▶ _What to do_: Every entry below must be repeated exactly; skip the pictures.

[Recorded data]
>>
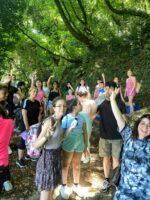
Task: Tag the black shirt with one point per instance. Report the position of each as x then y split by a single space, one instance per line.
108 123
11 91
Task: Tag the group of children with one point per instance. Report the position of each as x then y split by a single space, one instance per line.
65 143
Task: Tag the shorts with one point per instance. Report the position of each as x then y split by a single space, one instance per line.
111 148
50 105
22 144
4 175
73 142
88 125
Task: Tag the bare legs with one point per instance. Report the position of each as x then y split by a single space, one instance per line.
130 98
107 165
75 157
46 195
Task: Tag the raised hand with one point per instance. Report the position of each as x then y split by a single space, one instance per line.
114 93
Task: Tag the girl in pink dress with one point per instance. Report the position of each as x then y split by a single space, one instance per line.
130 88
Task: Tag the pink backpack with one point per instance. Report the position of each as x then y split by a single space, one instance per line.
30 139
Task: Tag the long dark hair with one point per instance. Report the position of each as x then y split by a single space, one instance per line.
135 133
3 112
71 104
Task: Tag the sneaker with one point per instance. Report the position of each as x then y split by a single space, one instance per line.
106 185
78 190
9 150
29 158
86 159
7 186
20 163
65 192
17 130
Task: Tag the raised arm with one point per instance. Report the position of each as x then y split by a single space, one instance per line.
33 81
134 84
116 111
46 133
104 79
49 80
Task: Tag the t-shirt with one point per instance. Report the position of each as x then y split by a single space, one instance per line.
108 123
68 119
33 110
53 95
135 168
46 90
69 97
40 96
6 129
11 91
82 89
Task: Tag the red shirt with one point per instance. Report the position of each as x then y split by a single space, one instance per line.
6 129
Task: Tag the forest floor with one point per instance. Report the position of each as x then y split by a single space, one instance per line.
24 186
92 175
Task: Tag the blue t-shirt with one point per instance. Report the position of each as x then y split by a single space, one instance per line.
101 90
135 168
68 119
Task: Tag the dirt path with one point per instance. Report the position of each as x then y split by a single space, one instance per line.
24 187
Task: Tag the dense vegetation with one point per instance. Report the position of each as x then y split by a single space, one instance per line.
76 38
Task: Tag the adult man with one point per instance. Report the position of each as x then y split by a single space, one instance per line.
110 140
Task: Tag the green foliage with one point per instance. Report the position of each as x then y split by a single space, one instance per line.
76 38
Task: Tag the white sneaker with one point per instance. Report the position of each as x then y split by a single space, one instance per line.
9 150
7 186
78 190
86 159
65 192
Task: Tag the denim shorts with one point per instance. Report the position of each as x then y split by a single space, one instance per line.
73 142
110 148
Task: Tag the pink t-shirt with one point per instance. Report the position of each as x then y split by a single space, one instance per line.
70 97
40 96
6 129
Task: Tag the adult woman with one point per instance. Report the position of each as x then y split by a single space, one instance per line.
48 170
135 166
130 91
31 111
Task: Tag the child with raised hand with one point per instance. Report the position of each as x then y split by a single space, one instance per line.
74 144
6 130
48 170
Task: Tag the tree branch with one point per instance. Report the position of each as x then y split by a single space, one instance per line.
72 6
83 11
125 11
78 35
54 56
71 22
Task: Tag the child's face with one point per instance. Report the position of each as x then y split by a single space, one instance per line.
70 92
60 108
101 85
33 93
3 96
79 107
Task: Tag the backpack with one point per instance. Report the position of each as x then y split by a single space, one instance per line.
30 139
138 87
86 89
32 135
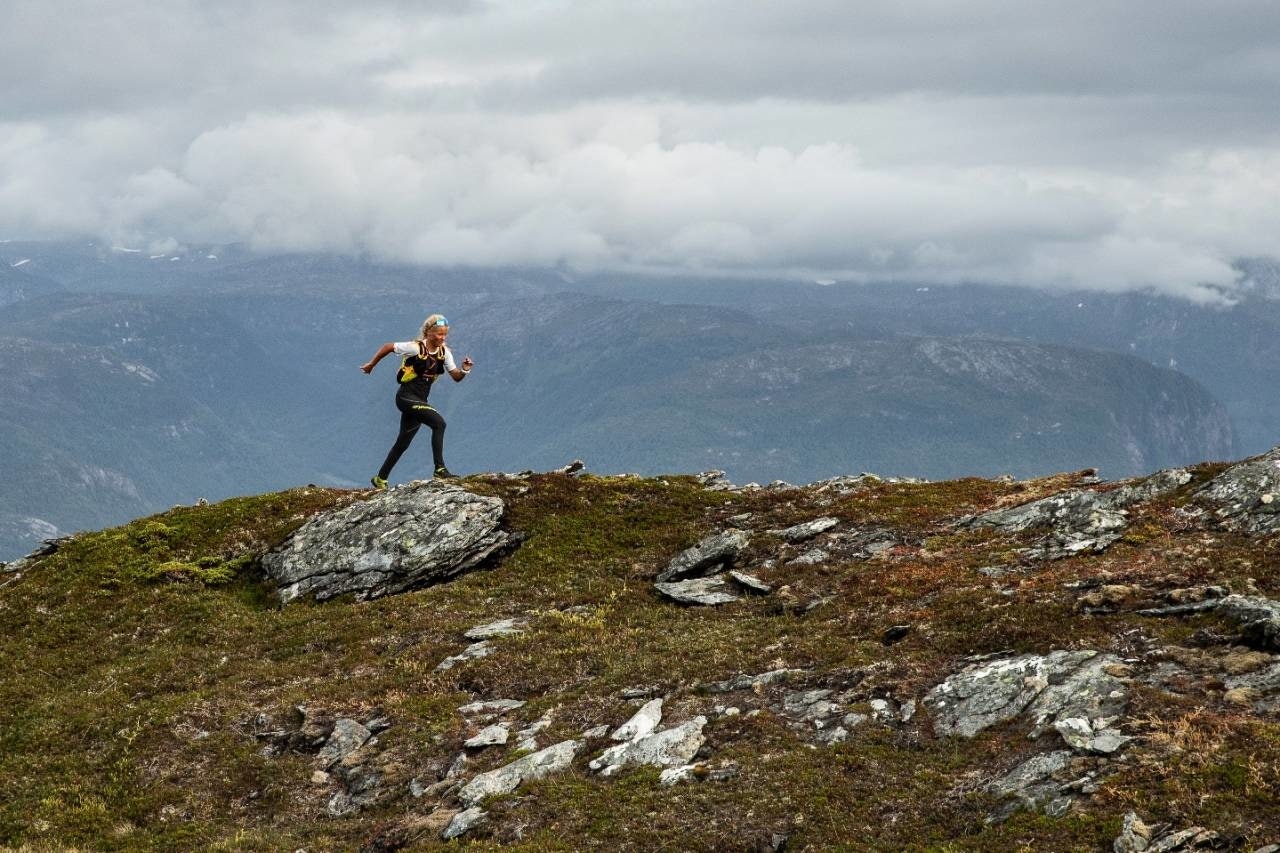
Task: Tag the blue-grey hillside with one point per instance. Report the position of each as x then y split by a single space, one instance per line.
242 377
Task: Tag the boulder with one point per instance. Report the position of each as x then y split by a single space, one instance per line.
640 725
1258 619
400 539
709 556
506 779
346 738
1047 689
670 748
1082 520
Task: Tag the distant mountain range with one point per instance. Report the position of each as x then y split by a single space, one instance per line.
132 383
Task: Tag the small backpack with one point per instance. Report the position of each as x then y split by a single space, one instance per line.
424 364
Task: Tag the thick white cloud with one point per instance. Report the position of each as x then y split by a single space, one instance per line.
1106 145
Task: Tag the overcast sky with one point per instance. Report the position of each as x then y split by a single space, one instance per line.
1098 144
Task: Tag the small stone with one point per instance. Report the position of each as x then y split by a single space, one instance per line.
347 737
490 707
750 583
810 557
1134 835
641 724
493 735
464 822
470 653
895 633
1243 697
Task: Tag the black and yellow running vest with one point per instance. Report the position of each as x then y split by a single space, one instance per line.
417 372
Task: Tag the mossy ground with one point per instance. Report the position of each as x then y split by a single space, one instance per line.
137 660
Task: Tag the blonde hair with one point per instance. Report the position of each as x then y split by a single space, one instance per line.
428 323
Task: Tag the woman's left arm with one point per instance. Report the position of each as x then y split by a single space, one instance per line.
458 375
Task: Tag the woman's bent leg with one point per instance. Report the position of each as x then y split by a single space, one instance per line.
408 428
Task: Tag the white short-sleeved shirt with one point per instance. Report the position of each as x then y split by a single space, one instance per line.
410 347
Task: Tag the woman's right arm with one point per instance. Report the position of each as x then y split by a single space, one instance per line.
383 351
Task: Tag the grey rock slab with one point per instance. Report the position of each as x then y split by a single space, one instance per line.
698 592
750 583
494 735
753 682
1046 688
862 544
347 737
397 541
807 530
501 628
695 772
1247 495
810 557
981 696
472 652
1082 520
490 707
709 556
1258 619
464 822
714 480
668 748
640 725
506 779
1079 685
1025 779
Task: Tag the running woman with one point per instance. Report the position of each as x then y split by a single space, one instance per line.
425 360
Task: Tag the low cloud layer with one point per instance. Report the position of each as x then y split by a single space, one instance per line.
1112 150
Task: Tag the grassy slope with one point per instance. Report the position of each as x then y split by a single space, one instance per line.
127 646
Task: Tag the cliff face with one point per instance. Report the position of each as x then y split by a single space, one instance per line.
558 661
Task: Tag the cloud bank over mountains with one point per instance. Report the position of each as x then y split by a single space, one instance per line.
1060 145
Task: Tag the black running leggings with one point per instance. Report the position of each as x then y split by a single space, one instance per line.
414 414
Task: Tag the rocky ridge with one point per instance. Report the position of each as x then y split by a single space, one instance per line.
1093 669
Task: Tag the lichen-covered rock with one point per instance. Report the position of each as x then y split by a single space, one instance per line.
494 735
506 779
1246 496
400 539
1047 689
1258 619
1032 784
472 652
501 628
807 529
709 556
464 822
1082 520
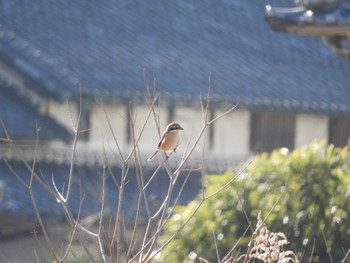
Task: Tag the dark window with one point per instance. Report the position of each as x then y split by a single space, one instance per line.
272 130
339 131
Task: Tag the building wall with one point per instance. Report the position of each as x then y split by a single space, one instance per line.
310 127
231 135
108 122
228 138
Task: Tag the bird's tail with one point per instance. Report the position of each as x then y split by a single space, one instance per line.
152 156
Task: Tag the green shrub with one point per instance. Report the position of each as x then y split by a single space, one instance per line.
311 187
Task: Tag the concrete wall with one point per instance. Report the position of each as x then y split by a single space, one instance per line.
231 135
310 127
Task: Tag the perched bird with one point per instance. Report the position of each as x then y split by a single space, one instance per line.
169 141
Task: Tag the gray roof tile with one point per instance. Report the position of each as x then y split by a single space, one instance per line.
106 45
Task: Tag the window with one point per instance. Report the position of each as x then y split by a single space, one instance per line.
339 131
272 130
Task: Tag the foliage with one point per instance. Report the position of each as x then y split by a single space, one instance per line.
307 190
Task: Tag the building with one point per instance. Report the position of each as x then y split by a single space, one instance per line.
289 90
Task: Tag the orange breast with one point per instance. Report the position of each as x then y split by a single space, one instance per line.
169 142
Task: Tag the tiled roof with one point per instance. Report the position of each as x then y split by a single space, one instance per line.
106 45
20 119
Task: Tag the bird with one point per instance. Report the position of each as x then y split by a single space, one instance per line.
169 141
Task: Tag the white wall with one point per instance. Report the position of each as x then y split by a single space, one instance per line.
310 127
232 135
191 119
147 131
101 133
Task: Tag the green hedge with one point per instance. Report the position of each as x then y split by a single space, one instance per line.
312 187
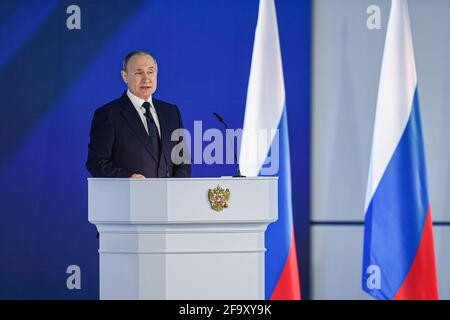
<<
▶ _Final answer_:
Task: Tag the black shirt with one point per instance. Report the position of each as x then y split by a single space, one instance per line.
108 123
11 91
Task: Tag the group of children with one point per instance. Report the position of each as x then y split by a single space, one instance per line.
65 143
Task: Tag the shorts with one point per instance. Report the position of each as x then y split by a single space, one instance per line.
111 148
50 105
22 144
4 175
73 142
88 125
Task: Tag the bare legs with one point per instance. Report the position of each as x then y split by a single space, one instance per line.
130 98
107 165
75 157
46 195
Task: Tag the raised hand with one point per instance. Report the position of each as x then y split by a single space, one instance per line.
114 93
Task: Tag the girl in pink dress with one point per instance. Report the position of each as x then y split by a single space, one instance per line.
130 88
Task: Tag the pink backpack with one point per instance. Report the position of each as x then y split by a single space, one instance per line.
30 139
Task: Tag the long dark hair with one point per instance. Report the position of each as x then y split by a single space, one instance per line.
135 133
3 112
71 104
Task: Tag the sneaker with one point per instance. Report the position of each as x then y split by a single space, one instance per line.
106 185
78 190
9 150
29 158
86 159
7 186
20 163
65 192
17 130
Task: Tag the raised arm with one point per instance. Report the position of each as x then y split by a single space, one instance per line.
33 81
134 84
116 111
46 133
104 79
49 80
Task: Tag the t-shirt with one point per instance. Report the position of each as x then y split by a single space, one instance per line.
108 123
68 119
33 110
53 95
135 168
46 90
69 97
40 96
6 129
11 91
82 89
Task: Tag the red shirt with one point per instance. Report the position of each as x then y split by a single space, one instance per line.
6 129
Task: Tag the forest floor with one point per instance. Report the position of each as x then y split by a single space, one instance per line.
24 186
92 175
Task: Tag the blue t-shirt with one point per instance. Report the position of each as x then y split by a single space, one instance per line.
101 90
135 168
68 119
Task: Tag the dirt path with one point per instance. Report the position of each as x then y split by a single space, one instance per line.
24 187
Task: Tag the dense vegetation with one point per instance. Report the position of each as x then y split by a single space, one instance per line.
76 38
Task: Tag the adult man with one point per instance. Report the position of each as x then y split by a single space, one instance per line.
110 140
Task: Tag the green foliage with one point per instance. Report the position of each as x then y split by a single space, one instance per line.
76 38
Task: Tag the white sneaker with one point per instance. Report the position of each as x then y split by a single space, one instance per line.
9 150
7 186
78 190
86 159
65 192
Task: Tag the denim shorts with one point per instance. Report the position of each as x then y split by a single space, one instance per line.
73 142
110 148
Task: Tag the pink t-shirt with one point per instance. Report the position of each as x then y split by a single space, one instance per line.
70 97
40 96
6 129
Task: Tag the adult woman with one point per instance. Report the position of each as x then y split by a single space, one instance per line.
48 170
135 166
130 91
31 111
Task: Tag the child with raised hand with one point per instance. Report the position of each as x then y split by a single space, one instance per line.
74 144
6 130
48 170
Task: Tag the tree branch with one point per instance. Report the position of each as x then y split by a single space, one instance per line.
72 6
83 11
125 11
78 35
54 56
71 22
Task: Tag the child's face with one point per instance. Report the position of each as x then y split by a single space, one instance per line.
70 92
60 108
101 85
33 93
3 96
79 107
Task: Tag the backpack with one point per instance. Report the position of each as x then y split by a single space, one instance per line.
30 139
138 87
86 89
32 135
Task: Tag the blue-grey hillside with one point per instance. Report the position of each as x then y split by a single space, one instance per line.
242 377
Task: Tag the boulder with one point per instance. Report the position of each as x then y split by a single space, one instance per line.
640 725
1258 619
400 539
709 556
506 779
346 738
1047 689
670 748
1082 520
Task: Tag the distant mountain range with one point per instance. Report the position of each as x then y split by a single space, one instance per line.
132 383
Task: Tag the small backpack with one point per instance. Report the position of each as x then y split by a single space, one instance per line.
424 364
Task: Tag the thick white cloud with one point per instance. Report the position of each as x then y split by a single space, one instance per line.
1106 145
Task: Tag the overcast sky with one point per instance. Report the position of each as x then y split by a single space, one instance per line.
1098 144
Task: Tag the small stone with one point per instance. Report the position of each as x then y split by a single space, one instance per line.
347 737
490 707
750 583
810 557
1134 835
641 724
493 735
464 822
470 653
895 633
1243 697
Task: Tag the black and yellow running vest with one point per instance. Report the position of each as x then y split by a single space, one instance per line.
417 372
Task: Tag the mossy ground with one point per instance. Report the position of each as x then y split by a single space, one instance per line.
137 660
Task: Tag the blonde hair with one point per instance. Report the position of each as x then y split by a single space, one instance per line.
428 323
Task: Tag the woman's left arm with one point per instance. Report the position of each as x then y split by a single space, one instance per line.
458 375
Task: Tag the woman's bent leg with one point per instance. Report the position of each as x then y split by a single space, one instance per line.
408 428
Task: Tag the white short-sleeved shirt with one point per instance. Report the position of each as x then y split by a single space, one instance per line.
410 347
Task: Tag the woman's right arm with one point per instance. Report the position of each as x then y split by a single space, one instance per line.
383 351
Task: Tag the grey rock slab with one point per instance. Report the position of each as x then y split by a single space, one instance per line.
698 592
750 583
494 735
753 682
1046 688
862 544
347 737
397 541
807 530
501 628
695 772
1247 495
810 557
981 696
472 652
1082 520
490 707
709 556
1258 619
464 822
714 480
668 748
640 725
506 779
1079 685
1025 779
Task: Tag the running woman with one point per instance. Report the position of each as x then y split by a single space, one instance per line.
425 360
Task: Tag the low cloud layer with one point per instance. Report the position of each as x then y split by a single space, one instance per line.
1112 150
Task: Tag the grassy slope with one point per instance. Report the position of each as x then y split by a single space, one instance per line.
127 646
Task: Tag the cliff face with one point per instance. Report the position of each as x then y split by a single space, one instance per line.
558 661
Task: Tag the cloud bank over mountains with one point per instance. Report the position of each as x then y split by a single space, one instance per line.
1060 145
Task: Tag the black running leggings with one point per instance. Report the position of each as x then y split by a single space, one instance per line.
414 414
Task: Tag the rocky ridge with one point per instance. Report the position of each as x then y split by a single space, one instance per line.
1093 669
Task: Tag the lichen-covered rock with one point per instance. Report the position of each as x then y split by a single space, one instance per line.
494 735
506 779
1246 496
400 539
1047 689
1258 619
1032 784
472 652
501 628
807 529
709 556
464 822
1082 520
Task: Tag the dark window with one point per instance. Report the position of each as x then y split by a single space, one instance per line.
272 130
339 131
Task: Tag the building wall with one point per instance. Report the position of each as x then y split by a single space, one instance per line.
310 127
231 135
108 122
228 138
Task: Tag the bird's tail with one point per instance. Report the position of each as x then y split by a single space, one instance per line.
152 156
Task: Tag the green shrub with one point per instance. Report the position of each as x then y split by a single space, one instance per line.
311 187
Task: Tag the concrete wall with one point per instance. Report the position of each as x then y split by a single space, one instance per line.
231 135
310 127
Task: Tag the perched bird with one point per instance. Report the position of each as x then y split by a single space, one instance per line.
169 141
Task: Tag the gray roof tile with one point per instance. Report the position of each as x then y split by a single space, one instance per line.
106 45
Task: Tag the window with one point per instance. Report the position of each as x then y split by a single space, one instance per line.
339 131
272 130
Task: Tag the foliage with one point per instance. Report the position of each as x then y split by a single space, one instance per line.
307 190
Task: Tag the building with one point per instance. Report the position of each as x then y split by a single space, one instance per line.
289 90
Task: Tag the orange breast with one point per instance. Report the position of each as x then y split by a single space, one instance per line.
169 142
Task: Tag the tiled roof with one point per instance. Report the position of each as x then y split by a single space, one instance per line.
106 45
20 119
Task: Tag the bird with one point per instance. Report the position of each as x then y split by a single space, one instance per line.
169 141
Task: Tag the white wall with one point per instance. Report the position of each as x then y split by a single space, one instance per line.
310 127
232 135
191 119
147 131
101 133
Task: Tag the green hedge with one point per instance. Report the position of each as x then y split by a single space, one instance per line.
312 187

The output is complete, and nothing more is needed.